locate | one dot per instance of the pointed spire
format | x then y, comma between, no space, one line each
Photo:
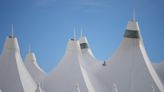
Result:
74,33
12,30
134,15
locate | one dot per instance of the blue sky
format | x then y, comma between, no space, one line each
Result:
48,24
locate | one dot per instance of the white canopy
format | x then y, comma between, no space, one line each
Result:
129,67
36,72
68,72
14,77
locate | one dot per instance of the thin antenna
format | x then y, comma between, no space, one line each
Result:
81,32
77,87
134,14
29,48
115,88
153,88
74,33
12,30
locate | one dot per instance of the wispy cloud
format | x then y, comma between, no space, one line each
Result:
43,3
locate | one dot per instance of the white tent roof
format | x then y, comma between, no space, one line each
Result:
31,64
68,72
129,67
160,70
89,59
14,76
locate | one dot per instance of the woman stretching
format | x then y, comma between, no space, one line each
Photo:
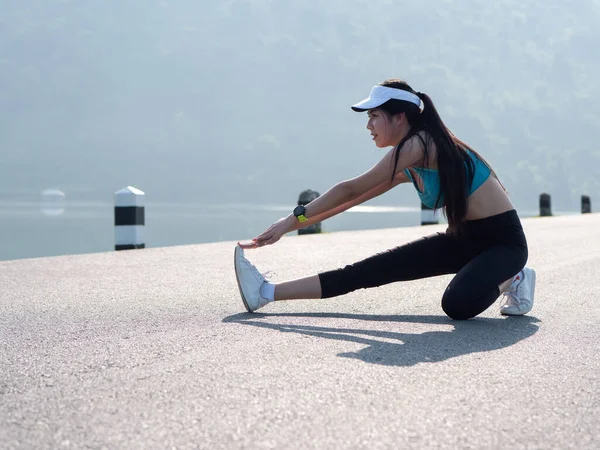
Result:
··········
- [Requirements]:
Copy all of the records above word for word, leaving out the pictures.

- [Exercise response]:
locate | one dot per instance of the pointed spire
format | x then y, comma between, no space, one line each
Photo:
Result:
74,33
12,30
134,15
locate | one dot per instance of the blue sky
format | x then y, comma between, no space, one line each
Result:
48,24
locate | one dot per instance of the white canopy
format | x then y, comma between, no space, one line each
Result:
129,67
36,72
68,72
14,77
locate | one dot per instance of the thin antenna
format | x then y, comma between, no space, one line each
Result:
81,32
77,87
134,14
29,48
115,88
153,88
74,33
12,30
locate | one dot per instance of the wispy cloud
format | x then y, comma between, no space, one line each
Result:
43,3
locate | one dot per instance of the white tent roof
format | x then y, comma between, no space, one line each
Result:
31,64
68,72
129,67
160,70
89,59
14,76
locate | one dot per instance of the woman stretching
format | x then y, comma between, no space, one line each
Photo:
Result:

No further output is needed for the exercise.